**実施課題 1**
尿道炎の解説によれば、クラミジア性の尿道炎では発症時期がはっきりしないことがあるとされています。その理由を、本文の記述に基づいて説明してください。
**実施課題 2**
尿道炎の解説に基づき、次の問いに答えてください。
(a) 尿道とは、どのようなときに尿が通る管ですか。
(b) 淋菌性の尿道炎では、感染してから症状が出るまでの潜伏期はどのくらいですか。
(c) 単純ヘルペスが原因の場合、外尿道口付近に何がみられることがありますか。
**実施課題 3**
尿道炎の解説を、本文が途切れた箇所から書き継いでください。

最終更新日 2019/08/20

尿道炎

尿道炎とは・・・

尿道炎(にょうどうえん、urethritis)とは、膀胱から尿が排泄されるときに通る管である、尿道の感染症である。

【原因】
細菌、ウイルス、原虫などが原因となる。性行為によって感染するため、性感染症として発症することが多く、淋菌、クラミジア・トラコマチス、トリコモナス(特に男性)、単純ヘルペスウイルスなどがその代表的な原因微生物である。性感染症の場合、これらが複数同時に感染していることもある。

【症状】
排尿時の痛みや排尿困難頻尿、膿尿、尿道からの分泌物(粘液や膿、特に男性)が見られる。淋菌性では、排尿痛などの症状が強く出現し、感染してから症状が出るまで2~7日の潜伏期がある。クラミジア性では感染から1~3週間で発症するといわれるが、症状が軽いため、発症時期がはっきりしないこともある。単純ヘルペスの場合、痛みのある潰瘍や水疱が外尿道口付近にみられることがある。

**データセット項目**
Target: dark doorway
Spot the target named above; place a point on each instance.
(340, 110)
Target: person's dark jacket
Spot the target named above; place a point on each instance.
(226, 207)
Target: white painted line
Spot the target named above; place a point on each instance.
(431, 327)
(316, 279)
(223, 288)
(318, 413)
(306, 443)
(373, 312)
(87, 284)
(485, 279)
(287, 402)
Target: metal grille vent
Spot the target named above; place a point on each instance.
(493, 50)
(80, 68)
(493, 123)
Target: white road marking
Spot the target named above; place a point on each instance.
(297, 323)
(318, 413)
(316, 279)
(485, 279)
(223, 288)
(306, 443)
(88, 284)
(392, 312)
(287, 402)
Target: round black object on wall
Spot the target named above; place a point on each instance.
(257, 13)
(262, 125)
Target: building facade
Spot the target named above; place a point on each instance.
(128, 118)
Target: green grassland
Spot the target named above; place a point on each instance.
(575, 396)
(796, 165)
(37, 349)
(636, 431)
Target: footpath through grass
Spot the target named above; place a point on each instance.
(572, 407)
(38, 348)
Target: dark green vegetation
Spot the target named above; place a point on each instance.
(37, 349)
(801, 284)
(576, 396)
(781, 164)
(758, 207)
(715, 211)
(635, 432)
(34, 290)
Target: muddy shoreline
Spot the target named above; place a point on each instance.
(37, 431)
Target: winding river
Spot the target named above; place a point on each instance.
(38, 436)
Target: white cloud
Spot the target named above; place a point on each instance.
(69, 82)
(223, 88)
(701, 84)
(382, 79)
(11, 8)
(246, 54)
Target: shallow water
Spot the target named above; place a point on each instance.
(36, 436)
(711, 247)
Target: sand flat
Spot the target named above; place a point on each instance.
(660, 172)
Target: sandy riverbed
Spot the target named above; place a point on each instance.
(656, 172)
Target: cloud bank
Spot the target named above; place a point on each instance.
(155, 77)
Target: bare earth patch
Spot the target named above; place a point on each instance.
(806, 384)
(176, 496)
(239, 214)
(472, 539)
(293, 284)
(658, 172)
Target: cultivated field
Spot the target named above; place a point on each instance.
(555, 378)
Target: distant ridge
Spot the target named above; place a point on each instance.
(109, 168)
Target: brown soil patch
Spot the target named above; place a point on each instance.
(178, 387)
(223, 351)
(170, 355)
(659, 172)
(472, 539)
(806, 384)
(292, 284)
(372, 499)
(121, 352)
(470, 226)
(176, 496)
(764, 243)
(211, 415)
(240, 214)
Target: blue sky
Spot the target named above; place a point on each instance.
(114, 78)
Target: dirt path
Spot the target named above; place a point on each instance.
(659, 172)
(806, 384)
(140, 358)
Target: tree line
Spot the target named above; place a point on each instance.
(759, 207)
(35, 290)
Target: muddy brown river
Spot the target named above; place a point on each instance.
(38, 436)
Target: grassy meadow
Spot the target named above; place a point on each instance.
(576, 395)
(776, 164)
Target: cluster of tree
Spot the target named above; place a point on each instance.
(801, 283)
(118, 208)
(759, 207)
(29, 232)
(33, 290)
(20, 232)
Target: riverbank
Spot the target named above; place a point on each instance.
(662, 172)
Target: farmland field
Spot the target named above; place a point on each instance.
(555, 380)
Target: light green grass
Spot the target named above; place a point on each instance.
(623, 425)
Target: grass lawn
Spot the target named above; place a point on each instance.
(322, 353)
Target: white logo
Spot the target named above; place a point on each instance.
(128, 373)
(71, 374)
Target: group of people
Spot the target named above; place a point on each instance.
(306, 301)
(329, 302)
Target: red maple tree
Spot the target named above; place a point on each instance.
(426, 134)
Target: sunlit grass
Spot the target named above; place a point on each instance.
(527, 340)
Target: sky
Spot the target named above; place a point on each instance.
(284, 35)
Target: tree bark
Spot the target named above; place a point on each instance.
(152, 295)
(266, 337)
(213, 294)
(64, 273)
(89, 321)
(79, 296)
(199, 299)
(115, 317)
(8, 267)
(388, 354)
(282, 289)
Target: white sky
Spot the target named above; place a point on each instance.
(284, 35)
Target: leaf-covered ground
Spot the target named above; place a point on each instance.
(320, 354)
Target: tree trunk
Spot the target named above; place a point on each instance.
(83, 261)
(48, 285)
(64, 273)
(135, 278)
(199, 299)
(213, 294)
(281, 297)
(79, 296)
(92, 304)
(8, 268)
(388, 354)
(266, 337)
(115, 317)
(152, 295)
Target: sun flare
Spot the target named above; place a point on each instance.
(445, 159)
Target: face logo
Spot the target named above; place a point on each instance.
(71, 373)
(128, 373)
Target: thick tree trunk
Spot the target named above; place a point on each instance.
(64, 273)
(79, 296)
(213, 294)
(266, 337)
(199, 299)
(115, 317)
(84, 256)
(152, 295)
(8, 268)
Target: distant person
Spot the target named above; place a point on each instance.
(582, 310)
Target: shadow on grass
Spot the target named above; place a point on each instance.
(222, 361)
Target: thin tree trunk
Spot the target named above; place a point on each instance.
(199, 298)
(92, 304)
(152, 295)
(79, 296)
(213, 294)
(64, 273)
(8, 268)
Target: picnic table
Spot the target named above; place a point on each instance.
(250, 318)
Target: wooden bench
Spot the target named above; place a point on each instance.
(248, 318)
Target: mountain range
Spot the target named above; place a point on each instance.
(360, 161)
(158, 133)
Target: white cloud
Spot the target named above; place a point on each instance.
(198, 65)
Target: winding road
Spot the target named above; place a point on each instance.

**解答欄 1**
クラミジア性の尿道炎は症状が軽いため、発症時期がはっきりしないことがあります。なお、感染から1~3週間で発症するといわれています。

**解答欄 2**
(a) 膀胱から尿が排泄されるときに通る管です。
(b) 2~7日です。
(c) 痛みのある潰瘍や水疱がみられることがあります。

**解答欄 3**
【検査】
尿定性試験での白血球エステラーゼ陽性、尿グラム染色、尿培養検査、クラミジア・淋菌の核酸増幅検査などを行う。

【治療】
原因微生物に対する抗菌薬、抗ウイルス薬を投与する。性感染症としての拡大を防ぐため、感染経路の特定をし、パートナーの治療も同時に行うことや、コンドームの使用を指導するなどの方策も必要である。